WYBRANY FRAGMENT:
■ ■ ■ ■ ■ ■ ■
# [SOLVED] GRUB tryb ratunkowy | nie dziala klawiatura / mysz

## Plichu

Mam taki oto problem.

Postawione gentoo z gnome + GDM jako manager logowania.

Do wczoraj wszystko było w porządku jednak po aktualizacji całego systemu z uwzględnieniem nowych flag a następnie czyszczeniem za pomocą depclean przestała działać klawiatura i myszka.

Hal oraz dbus się uruchamiają.

Nie mogę się teraz zalogować do systemu bo automatycznie odpala się GDM.

Jest jakiś trik z grubem by wymusić uruchomienie jakiegoś systemu ratunkowego lub coś w ten deseń czy czeka mnie jedynie chroot w tej sytuacji?

PozdrawiamLast edited by Plichu on Tue May 25, 2010 8:52 am; edited 1 time in total

----------

## dziadu

Możesz w trakcie uruchamiania systemu, a dokładnie uruchamiania usług przejść w tryb interaktywny naciskając literkę I. Wtedy możesz potwierdzić lub odrzucić uruchomienie jakiejkolwiek usługi, w tym xdm-a. O ile pamiętam to chyba tryb interaktywny musi zostać zaznaczony jako aktywny w /etc/rc.conf. Jeśli nie możesz wejść w interaktywny to zrób chroota i usuń xdm z runlevela, popraw co musisz i dodaj go ponownie.
■ ■ ■ ■ ■ ■ ■
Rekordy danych
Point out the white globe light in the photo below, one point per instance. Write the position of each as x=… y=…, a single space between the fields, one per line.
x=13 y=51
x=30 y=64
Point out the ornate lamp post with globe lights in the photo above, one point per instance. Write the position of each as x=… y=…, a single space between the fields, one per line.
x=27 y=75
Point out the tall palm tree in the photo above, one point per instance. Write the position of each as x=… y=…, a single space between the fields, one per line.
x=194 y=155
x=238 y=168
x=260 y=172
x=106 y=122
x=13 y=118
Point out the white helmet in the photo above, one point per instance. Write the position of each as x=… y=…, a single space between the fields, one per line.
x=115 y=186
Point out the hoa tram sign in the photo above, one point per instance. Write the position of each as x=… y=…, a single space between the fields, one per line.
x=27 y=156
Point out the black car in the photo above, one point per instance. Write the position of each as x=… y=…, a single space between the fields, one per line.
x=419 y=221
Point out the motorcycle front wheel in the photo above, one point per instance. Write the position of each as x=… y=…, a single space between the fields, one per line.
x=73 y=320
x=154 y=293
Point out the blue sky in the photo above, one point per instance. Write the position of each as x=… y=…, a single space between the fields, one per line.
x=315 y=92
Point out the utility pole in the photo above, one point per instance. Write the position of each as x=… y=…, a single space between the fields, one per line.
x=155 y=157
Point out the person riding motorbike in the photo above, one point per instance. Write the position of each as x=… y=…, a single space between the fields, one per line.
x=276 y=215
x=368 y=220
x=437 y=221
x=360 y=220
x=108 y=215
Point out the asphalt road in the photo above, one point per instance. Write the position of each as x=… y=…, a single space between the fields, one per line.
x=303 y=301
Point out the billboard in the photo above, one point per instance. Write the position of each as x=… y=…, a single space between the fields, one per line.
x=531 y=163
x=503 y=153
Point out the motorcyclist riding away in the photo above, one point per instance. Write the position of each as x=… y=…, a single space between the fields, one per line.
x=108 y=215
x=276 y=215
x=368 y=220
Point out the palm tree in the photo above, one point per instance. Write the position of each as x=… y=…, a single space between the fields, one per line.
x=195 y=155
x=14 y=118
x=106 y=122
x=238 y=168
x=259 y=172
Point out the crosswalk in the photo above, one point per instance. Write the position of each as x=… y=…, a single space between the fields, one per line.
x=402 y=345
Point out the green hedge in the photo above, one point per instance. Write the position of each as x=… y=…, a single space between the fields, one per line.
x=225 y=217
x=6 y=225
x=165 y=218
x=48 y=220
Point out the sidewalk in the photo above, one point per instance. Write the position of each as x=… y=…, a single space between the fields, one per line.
■ ■ ■ ■ ■ ■ ■
ZESTAW ZADAŃ:
1 - Zapisz rekordy od wiersza z „Point out the black” do wiersza z „x=155 y=157”, łącznie z obydwoma, jako dwukolumnowy plik CSV z kolumnami zapytanie i wynik. Każdy wiersz pliku ma zawierać jeden tekst z tego zakresu w kolumnie zapytanie i należącą do niego odpowiedź w kolumnie wynik, każde w jednym polu w cudzysłowie, z podziałami wierszy zamienionymi na spacje.
2 - Poprowadź dalej wątek z forum o trybie ratunkowym GRUB-a, zaczynając tuż po jego ostatnim zdaniu.
Wątek z forum i rekordy to dwa odrębne, niezwiązane ze sobą materiały.

ODPOWIEDZI DO ĆWICZENIA:
1 -
zapytanie,wynik
"Point out the black car in the photo above, one point per instance. Write the position of each as x=… y=…, a single space between the fields, one per line.","x=419 y=221"
"Point out the motorcycle front wheel in the photo above, one point per instance. Write the position of each as x=… y=…, a single space between the fields, one per line.","x=73 y=320 x=154 y=293"
"Point out the blue sky in the photo above, one point per instance. Write the position of each as x=… y=…, a single space between the fields, one per line.","x=315 y=92"
"Point out the utility pole in the photo above, one point per instance. Write the position of each as x=… y=…, a single space between the fields, one per line.","x=155 y=157"

2 -
----------

## Plichu

Problem zostal rozwiazany.

Okazalo sie ze po dodaniu do make.conf (INPUT_DEVICES) pozycji evdev klawiatura, mysz oraz touchpad dzialaja.

Dziwi mnie to troche, wczesniej evdev nie bylo i tez dzialalo.

----------

## Pryka

Wystarczy czytać info którym pluje emerge po aktualizacji różnych pakietów. Tam było stosowne info albo odnośnik do niego.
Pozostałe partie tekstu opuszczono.